Problem:
Copy the rows between the line containing "Using the specimen image, mark the fingernail" and the line containing "[142,747,733,1190]", inclusive, replacing "human hand" with "person's hand" and leaving everything else unchanged.

** start Stored rows **

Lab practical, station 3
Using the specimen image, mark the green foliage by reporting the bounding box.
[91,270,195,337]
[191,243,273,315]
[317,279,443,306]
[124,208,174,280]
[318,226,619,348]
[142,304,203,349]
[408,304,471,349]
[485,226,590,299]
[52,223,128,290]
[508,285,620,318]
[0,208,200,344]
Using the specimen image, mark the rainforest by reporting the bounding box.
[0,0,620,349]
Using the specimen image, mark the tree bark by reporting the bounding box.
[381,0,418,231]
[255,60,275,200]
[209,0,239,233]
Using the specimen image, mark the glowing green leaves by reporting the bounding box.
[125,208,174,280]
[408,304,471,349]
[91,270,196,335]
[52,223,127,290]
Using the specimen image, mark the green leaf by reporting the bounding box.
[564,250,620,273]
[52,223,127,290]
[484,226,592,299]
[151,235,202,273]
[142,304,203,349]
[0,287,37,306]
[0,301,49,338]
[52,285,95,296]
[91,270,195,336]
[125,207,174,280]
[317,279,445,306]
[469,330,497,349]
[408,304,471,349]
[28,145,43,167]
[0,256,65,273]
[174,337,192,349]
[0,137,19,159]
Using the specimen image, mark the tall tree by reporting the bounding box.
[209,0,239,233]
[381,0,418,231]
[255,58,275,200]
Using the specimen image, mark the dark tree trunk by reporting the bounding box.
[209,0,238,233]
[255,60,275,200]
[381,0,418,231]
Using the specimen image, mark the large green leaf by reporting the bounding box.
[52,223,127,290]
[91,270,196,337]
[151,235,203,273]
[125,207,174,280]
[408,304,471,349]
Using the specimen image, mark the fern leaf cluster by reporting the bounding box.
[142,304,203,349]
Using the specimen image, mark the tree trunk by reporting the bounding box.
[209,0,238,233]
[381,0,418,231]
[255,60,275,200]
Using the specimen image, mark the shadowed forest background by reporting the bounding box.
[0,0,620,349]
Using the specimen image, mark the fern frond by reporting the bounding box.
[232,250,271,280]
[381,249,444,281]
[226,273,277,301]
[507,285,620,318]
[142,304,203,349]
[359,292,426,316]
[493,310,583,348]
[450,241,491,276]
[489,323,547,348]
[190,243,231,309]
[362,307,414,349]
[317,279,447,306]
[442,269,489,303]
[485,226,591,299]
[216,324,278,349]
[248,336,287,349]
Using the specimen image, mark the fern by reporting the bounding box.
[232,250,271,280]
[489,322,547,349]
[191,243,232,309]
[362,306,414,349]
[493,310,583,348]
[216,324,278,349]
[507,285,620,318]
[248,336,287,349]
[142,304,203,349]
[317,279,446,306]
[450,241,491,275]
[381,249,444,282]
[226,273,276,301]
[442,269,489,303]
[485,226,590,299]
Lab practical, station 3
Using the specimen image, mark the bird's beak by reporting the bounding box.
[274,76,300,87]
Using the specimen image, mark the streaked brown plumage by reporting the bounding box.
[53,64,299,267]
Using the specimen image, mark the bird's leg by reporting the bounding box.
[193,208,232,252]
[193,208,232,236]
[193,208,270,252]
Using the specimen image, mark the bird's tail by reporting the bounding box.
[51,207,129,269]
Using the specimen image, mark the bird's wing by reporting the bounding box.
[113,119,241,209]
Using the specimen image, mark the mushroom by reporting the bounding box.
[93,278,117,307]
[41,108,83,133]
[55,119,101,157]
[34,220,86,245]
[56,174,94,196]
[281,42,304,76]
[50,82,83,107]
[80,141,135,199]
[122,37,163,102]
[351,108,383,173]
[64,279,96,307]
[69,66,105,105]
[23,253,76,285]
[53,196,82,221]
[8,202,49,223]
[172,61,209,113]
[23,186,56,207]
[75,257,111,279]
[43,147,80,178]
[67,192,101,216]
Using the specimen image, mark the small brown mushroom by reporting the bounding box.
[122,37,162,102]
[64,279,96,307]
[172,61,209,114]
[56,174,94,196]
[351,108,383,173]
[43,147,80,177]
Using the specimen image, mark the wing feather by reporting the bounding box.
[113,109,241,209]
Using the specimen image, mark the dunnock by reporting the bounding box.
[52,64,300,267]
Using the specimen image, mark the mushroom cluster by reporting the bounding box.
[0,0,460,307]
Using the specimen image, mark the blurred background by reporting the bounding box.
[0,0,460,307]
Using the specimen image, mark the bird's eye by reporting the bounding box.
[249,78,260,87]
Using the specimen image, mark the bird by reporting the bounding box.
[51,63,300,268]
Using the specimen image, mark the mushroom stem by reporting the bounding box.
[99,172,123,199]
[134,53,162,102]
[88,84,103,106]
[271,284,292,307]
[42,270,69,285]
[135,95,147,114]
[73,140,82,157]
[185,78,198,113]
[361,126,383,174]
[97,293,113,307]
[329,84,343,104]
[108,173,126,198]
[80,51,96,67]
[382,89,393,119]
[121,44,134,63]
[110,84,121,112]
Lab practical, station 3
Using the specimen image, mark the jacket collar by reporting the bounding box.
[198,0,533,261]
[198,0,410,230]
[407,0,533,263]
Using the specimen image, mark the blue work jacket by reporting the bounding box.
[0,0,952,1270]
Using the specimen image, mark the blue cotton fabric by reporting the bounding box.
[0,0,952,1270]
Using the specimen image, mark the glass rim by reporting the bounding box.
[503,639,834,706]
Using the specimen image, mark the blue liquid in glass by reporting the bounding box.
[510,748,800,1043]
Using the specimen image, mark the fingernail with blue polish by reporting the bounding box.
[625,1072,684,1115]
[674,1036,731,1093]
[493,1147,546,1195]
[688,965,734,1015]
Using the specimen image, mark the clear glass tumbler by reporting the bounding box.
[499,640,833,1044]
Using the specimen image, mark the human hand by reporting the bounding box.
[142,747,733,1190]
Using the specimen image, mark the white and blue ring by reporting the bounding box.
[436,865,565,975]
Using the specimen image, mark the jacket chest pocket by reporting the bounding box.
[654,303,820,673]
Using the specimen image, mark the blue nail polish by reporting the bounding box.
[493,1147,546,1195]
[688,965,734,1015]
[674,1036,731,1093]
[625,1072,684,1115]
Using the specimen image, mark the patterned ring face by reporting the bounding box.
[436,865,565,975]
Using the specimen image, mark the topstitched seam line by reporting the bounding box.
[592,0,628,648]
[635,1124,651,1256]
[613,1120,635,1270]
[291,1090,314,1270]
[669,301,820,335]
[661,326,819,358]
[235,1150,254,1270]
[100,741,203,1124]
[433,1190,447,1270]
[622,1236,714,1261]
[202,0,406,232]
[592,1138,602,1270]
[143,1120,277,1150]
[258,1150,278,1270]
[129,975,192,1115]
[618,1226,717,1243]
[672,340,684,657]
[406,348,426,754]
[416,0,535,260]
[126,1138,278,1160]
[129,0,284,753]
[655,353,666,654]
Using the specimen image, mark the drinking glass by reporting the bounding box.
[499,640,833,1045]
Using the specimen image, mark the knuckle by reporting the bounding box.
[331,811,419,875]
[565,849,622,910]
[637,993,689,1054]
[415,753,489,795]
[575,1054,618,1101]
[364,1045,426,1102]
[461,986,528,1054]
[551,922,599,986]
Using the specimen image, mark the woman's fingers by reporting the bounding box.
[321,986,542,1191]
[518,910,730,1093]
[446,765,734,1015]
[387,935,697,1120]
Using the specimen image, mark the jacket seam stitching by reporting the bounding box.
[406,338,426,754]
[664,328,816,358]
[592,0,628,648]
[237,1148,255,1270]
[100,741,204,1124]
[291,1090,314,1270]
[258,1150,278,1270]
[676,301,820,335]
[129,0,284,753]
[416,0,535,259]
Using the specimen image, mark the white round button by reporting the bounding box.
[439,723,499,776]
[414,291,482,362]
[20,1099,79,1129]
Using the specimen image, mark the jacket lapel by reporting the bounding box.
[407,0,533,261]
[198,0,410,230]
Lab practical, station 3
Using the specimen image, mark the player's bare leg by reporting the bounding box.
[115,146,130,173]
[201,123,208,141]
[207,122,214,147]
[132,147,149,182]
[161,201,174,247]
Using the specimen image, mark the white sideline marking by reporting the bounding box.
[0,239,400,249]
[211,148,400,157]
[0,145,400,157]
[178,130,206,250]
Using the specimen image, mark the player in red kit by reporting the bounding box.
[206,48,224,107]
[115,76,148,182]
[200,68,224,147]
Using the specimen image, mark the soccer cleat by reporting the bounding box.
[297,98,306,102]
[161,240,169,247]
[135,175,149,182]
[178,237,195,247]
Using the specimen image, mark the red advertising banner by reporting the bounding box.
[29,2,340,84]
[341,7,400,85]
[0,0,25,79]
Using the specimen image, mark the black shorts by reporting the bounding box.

** end Stored rows **

Solution for this problem:
Using the specimen image, mark the fingernail with blue polish by reporting the bounding box.
[625,1072,684,1115]
[674,1036,731,1093]
[493,1147,546,1195]
[688,965,734,1015]
Using the specimen image, mark the clear glass tumbler by reporting the bounding box.
[499,640,833,1044]
Using the specimen image, mark the person's hand by reporting the bounding box.
[142,747,733,1190]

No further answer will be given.